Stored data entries
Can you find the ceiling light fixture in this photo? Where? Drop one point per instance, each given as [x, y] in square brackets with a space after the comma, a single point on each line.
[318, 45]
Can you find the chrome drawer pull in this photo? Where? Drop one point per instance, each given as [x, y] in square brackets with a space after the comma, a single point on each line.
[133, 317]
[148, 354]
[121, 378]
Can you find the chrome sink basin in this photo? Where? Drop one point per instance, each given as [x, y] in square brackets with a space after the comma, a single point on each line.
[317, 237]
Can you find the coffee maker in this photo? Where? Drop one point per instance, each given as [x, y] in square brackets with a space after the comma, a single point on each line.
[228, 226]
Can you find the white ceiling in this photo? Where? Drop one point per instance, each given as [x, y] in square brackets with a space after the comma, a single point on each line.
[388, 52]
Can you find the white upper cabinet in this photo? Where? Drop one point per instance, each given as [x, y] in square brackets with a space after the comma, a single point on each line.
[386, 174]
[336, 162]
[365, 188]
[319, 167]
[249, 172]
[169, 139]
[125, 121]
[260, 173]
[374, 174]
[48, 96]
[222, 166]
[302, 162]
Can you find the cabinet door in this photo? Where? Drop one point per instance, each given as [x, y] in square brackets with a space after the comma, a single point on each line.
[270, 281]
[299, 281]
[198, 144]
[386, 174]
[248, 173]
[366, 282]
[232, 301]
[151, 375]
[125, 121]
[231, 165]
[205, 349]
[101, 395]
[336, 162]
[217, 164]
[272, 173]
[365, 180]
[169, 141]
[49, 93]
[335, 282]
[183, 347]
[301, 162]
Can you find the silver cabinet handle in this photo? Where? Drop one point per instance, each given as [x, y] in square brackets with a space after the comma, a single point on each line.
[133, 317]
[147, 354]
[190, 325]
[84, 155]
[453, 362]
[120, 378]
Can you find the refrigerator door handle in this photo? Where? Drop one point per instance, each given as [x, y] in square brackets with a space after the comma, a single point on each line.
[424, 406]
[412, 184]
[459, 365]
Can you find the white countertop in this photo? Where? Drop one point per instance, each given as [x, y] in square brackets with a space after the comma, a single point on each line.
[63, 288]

## Task to carry out
Restate word for word the lines running from the line that holds "Can you find the white countertop" to the final line of the entries.

## Solution for this exercise
Can you find the white countertop in this photo? Where? Drop one point per instance, each given as [x, y] in square brackets with a space after the comma, a single point on each line.
[63, 288]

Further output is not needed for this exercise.